### DIRECTIVE 1
Copy word for word the part of the microcontroller patent claims that begins with "2. The microcontroller" and ends with "trace extractor module.".
### DIRECTIVE 2
Extend the microcontroller patent claims with new text that picks up right after the final claim shown.

### TEXT SECTION
# # #
2. The microcontroller of claim 1 wherein the memory device can
reside on-chip or off-chip.
3. The microcontroller of claim 1 wherein the mechanism includes a
trace extractor module.
4. The microcontroller of claim 3 wherein the trace extractor
module includes a plurality of debug registers which can be
configured to determine the behavior of the mechanism.
5. The microcontroller of claim 4 wherein the plurality of
registers includes a first register (RWA), reflecting the next
system memory address to be written; a second register collecting
frames into bus-sized units; a third register (CNT) for storing the
size of the trace buffer; a fourth register (control) for
indicating the actions taken when the trace buffer is full; and a
plurality of status registers, wherein each of the plurality of
status registers are single-bit read-only registers indicating the
status of the trace buffer.
6. The microcontroller of claim 1 which further includes: an
on-chip debug control in communication with low speed debug port
and the microprocessor; a bus monitor coupled to the on-chip debug
control, the address bus and data bus; a frame buffer in
communication with the bus monitor; a trace extractor module in
communication with the frame buffer, on-chip debug control and bus
monitor; a memory interface in communication with the trace
extractor module; and a bus matrix coupled to the memory interface
and for communicating with the system memory; a trace buffer
protection module in communication with the on-chip debut control,
trace extractor module, and the bus matrix.
# # #
### Dataset excerpt

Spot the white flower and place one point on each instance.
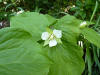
(20, 12)
(51, 38)
(45, 35)
(52, 43)
(83, 23)
(57, 33)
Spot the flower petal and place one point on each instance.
(45, 35)
(83, 23)
(57, 33)
(52, 43)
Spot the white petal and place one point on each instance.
(20, 12)
(52, 43)
(51, 37)
(83, 23)
(57, 33)
(45, 35)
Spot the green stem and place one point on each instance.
(95, 9)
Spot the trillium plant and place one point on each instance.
(52, 38)
(37, 44)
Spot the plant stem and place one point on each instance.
(95, 9)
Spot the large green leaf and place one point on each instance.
(67, 60)
(66, 57)
(20, 54)
(33, 22)
(92, 36)
(70, 28)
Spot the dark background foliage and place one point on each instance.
(82, 9)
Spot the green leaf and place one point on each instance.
(67, 59)
(33, 22)
(92, 36)
(20, 55)
(70, 28)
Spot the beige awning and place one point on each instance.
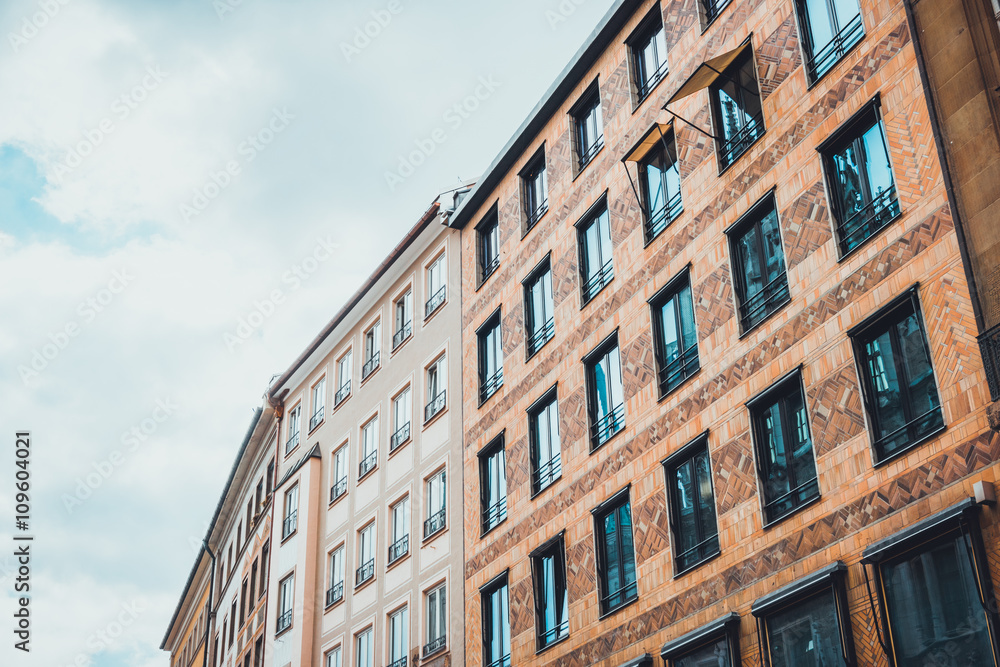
(648, 142)
(709, 71)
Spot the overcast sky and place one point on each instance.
(164, 166)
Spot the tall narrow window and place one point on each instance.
(437, 621)
(739, 120)
(399, 544)
(596, 265)
(830, 28)
(605, 396)
(488, 241)
(860, 178)
(319, 403)
(538, 308)
(785, 461)
(436, 511)
(403, 322)
(548, 569)
(490, 358)
(758, 264)
(674, 334)
(493, 485)
(496, 623)
(615, 552)
(535, 190)
(897, 377)
(546, 452)
(588, 126)
(692, 505)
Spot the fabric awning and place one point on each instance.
(708, 72)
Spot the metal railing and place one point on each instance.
(435, 523)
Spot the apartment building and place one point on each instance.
(728, 404)
(367, 556)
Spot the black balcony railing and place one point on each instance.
(863, 223)
(338, 489)
(435, 406)
(335, 593)
(289, 525)
(367, 464)
(435, 645)
(435, 302)
(541, 336)
(435, 524)
(399, 548)
(820, 62)
(608, 425)
(400, 437)
(402, 334)
(365, 572)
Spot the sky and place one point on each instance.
(164, 168)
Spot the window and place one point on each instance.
(373, 342)
(436, 288)
(860, 179)
(435, 389)
(496, 623)
(436, 511)
(290, 522)
(365, 644)
(401, 410)
(758, 264)
(493, 484)
(596, 265)
(285, 603)
(538, 308)
(692, 505)
(648, 49)
(615, 552)
(674, 334)
(335, 593)
(897, 378)
(398, 642)
(488, 243)
(739, 120)
(369, 447)
(605, 396)
(403, 319)
(294, 425)
(548, 570)
(830, 28)
(588, 126)
(343, 378)
(534, 190)
(339, 487)
(490, 358)
(437, 621)
(660, 183)
(543, 432)
(366, 555)
(784, 456)
(399, 543)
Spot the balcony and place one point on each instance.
(435, 302)
(434, 407)
(435, 524)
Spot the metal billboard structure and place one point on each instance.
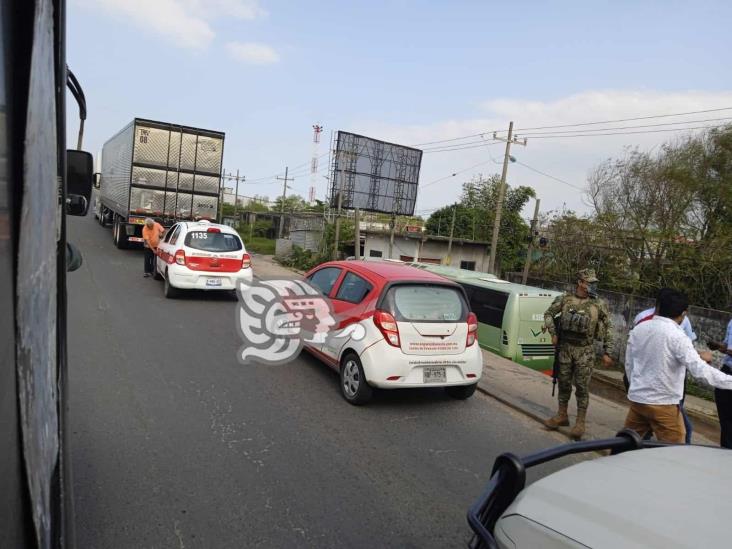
(373, 175)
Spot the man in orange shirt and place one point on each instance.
(151, 233)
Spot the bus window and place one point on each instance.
(488, 305)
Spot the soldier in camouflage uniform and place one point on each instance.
(582, 318)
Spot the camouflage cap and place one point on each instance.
(588, 275)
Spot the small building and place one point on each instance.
(417, 246)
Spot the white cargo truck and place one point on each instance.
(155, 169)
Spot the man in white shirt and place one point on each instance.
(657, 357)
(647, 315)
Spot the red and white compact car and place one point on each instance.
(199, 255)
(417, 329)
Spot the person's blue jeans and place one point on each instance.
(687, 424)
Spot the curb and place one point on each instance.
(523, 410)
(511, 405)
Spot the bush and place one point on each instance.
(301, 259)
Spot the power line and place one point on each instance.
(481, 134)
(549, 176)
(579, 124)
(625, 119)
(626, 133)
(460, 147)
(454, 174)
(530, 134)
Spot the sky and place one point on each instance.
(409, 72)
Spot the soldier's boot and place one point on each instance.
(579, 427)
(561, 419)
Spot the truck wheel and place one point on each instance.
(171, 292)
(120, 238)
(461, 392)
(354, 387)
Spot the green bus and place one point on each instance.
(510, 316)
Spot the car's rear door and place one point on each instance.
(352, 300)
(324, 280)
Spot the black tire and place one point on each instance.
(119, 235)
(461, 392)
(354, 387)
(171, 292)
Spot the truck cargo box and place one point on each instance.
(162, 170)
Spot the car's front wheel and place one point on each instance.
(354, 387)
(461, 392)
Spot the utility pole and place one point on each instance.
(282, 206)
(501, 192)
(534, 223)
(338, 226)
(391, 235)
(452, 230)
(357, 233)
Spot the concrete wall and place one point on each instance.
(429, 250)
(707, 323)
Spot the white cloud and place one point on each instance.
(185, 23)
(241, 9)
(252, 53)
(569, 159)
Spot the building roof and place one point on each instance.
(426, 237)
(388, 270)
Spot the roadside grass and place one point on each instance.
(258, 244)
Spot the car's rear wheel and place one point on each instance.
(171, 292)
(354, 387)
(461, 392)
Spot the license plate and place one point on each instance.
(434, 375)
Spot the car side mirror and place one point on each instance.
(79, 181)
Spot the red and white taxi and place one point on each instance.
(199, 255)
(416, 329)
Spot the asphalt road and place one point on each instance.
(175, 444)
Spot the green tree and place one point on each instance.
(670, 215)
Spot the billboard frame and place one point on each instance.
(345, 174)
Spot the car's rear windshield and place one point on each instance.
(212, 242)
(425, 303)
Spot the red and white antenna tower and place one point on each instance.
(317, 130)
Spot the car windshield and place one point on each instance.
(213, 242)
(426, 303)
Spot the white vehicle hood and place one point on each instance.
(678, 496)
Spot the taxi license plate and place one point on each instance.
(434, 375)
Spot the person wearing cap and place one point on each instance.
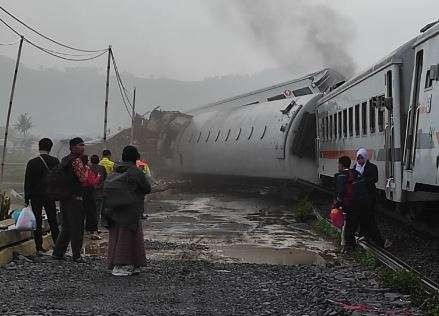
(364, 198)
(72, 209)
(126, 247)
(106, 161)
(35, 186)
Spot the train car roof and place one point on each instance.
(396, 56)
(319, 78)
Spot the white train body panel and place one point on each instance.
(422, 155)
(251, 141)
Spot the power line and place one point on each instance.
(48, 38)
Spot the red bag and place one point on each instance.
(337, 217)
(93, 179)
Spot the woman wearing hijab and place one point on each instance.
(126, 249)
(365, 197)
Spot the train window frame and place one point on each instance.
(382, 115)
(331, 123)
(364, 119)
(340, 124)
(251, 133)
(351, 121)
(357, 120)
(345, 123)
(428, 80)
(372, 118)
(263, 132)
(228, 135)
(239, 134)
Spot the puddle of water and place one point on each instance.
(264, 255)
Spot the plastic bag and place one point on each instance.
(26, 220)
(337, 217)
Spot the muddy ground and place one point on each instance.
(210, 252)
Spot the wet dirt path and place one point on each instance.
(230, 227)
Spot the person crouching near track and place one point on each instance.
(124, 192)
(343, 200)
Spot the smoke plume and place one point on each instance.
(300, 35)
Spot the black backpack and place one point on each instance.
(57, 180)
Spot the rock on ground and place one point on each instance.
(47, 287)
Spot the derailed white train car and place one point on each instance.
(389, 109)
(267, 133)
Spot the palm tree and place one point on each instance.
(23, 124)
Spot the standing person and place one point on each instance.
(91, 216)
(98, 190)
(126, 247)
(35, 186)
(106, 161)
(72, 209)
(365, 197)
(344, 190)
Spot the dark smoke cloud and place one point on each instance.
(299, 35)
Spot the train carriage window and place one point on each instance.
(364, 118)
(381, 120)
(428, 79)
(345, 123)
(372, 117)
(227, 136)
(351, 121)
(357, 120)
(251, 133)
(326, 128)
(330, 127)
(264, 131)
(340, 125)
(239, 134)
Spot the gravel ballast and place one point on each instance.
(47, 287)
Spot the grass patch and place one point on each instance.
(303, 210)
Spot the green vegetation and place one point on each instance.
(303, 210)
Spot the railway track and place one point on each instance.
(388, 259)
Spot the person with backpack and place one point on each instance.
(365, 198)
(67, 185)
(106, 161)
(35, 192)
(124, 193)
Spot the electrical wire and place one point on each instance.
(47, 37)
(10, 44)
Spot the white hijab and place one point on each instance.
(363, 153)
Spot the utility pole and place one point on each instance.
(132, 117)
(8, 118)
(107, 88)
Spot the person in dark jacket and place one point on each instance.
(35, 192)
(365, 197)
(126, 248)
(72, 209)
(97, 192)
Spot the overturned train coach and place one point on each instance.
(297, 130)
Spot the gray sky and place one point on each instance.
(190, 40)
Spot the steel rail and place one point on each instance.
(388, 259)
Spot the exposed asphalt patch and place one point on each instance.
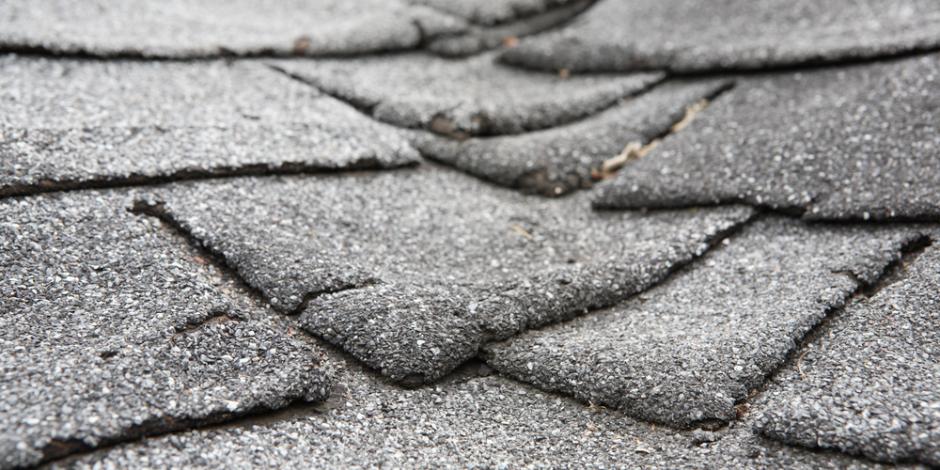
(439, 262)
(458, 97)
(688, 36)
(555, 161)
(72, 123)
(690, 349)
(213, 28)
(112, 329)
(850, 143)
(488, 422)
(871, 386)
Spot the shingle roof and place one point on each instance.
(280, 234)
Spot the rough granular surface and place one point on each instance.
(870, 385)
(458, 97)
(847, 143)
(211, 28)
(691, 349)
(111, 329)
(555, 161)
(71, 123)
(691, 36)
(412, 270)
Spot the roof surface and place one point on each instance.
(419, 233)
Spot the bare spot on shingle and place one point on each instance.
(424, 265)
(691, 36)
(690, 349)
(556, 161)
(110, 329)
(871, 386)
(72, 123)
(849, 143)
(472, 96)
(212, 28)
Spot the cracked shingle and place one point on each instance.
(555, 161)
(487, 422)
(463, 97)
(429, 262)
(848, 143)
(212, 28)
(71, 123)
(691, 36)
(111, 330)
(871, 384)
(692, 348)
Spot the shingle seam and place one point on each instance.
(891, 273)
(219, 172)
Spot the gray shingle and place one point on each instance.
(555, 161)
(112, 329)
(465, 97)
(72, 123)
(871, 384)
(692, 348)
(687, 35)
(431, 262)
(848, 143)
(187, 28)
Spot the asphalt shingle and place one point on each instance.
(112, 329)
(487, 422)
(556, 161)
(432, 262)
(67, 123)
(846, 143)
(463, 97)
(870, 385)
(687, 35)
(210, 28)
(692, 348)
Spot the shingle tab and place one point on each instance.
(693, 347)
(67, 123)
(464, 97)
(871, 385)
(847, 143)
(111, 329)
(692, 36)
(555, 161)
(431, 262)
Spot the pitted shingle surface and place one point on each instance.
(847, 143)
(440, 261)
(468, 96)
(688, 35)
(692, 348)
(110, 328)
(487, 422)
(69, 123)
(200, 28)
(871, 384)
(561, 159)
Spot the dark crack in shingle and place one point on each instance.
(488, 422)
(555, 161)
(464, 97)
(871, 385)
(692, 36)
(212, 28)
(849, 143)
(429, 263)
(689, 350)
(111, 329)
(70, 123)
# # #
### EXERCISE ANSWER 1
2. The microcontroller of claim 1 wherein the memory device can
reside on-chip or off-chip.
3. The microcontroller of claim 1 wherein the mechanism includes a
trace extractor module.

### EXERCISE ANSWER 2
7. The microcontroller of claim 6 wherein the trace extractor
module comprises: a first register (RWD) for receiving data from
the frame buffer in bus-sized units; and providing data to the
memory interface; a second register (CNT) which provides the size
of the trace buffer and communicates that data to the trace buffer;
a third register for providing the next memory address to be
written; a fourth register for indicating actions to be taken when
the trace buffer is full; and a plurality of status registers.
8. The microcontroller of claim 6 wherein the comparator module
comprises: a comparator identifying illegal CPU access to system
memory locations within the trace buffer; and a breakpoint
generator for halting the CPU when an illegal access id
detected.
9. The microcontroller of claim 8 wherein a status bit identifies a
breakpoint due to illegal access to the trace buffer.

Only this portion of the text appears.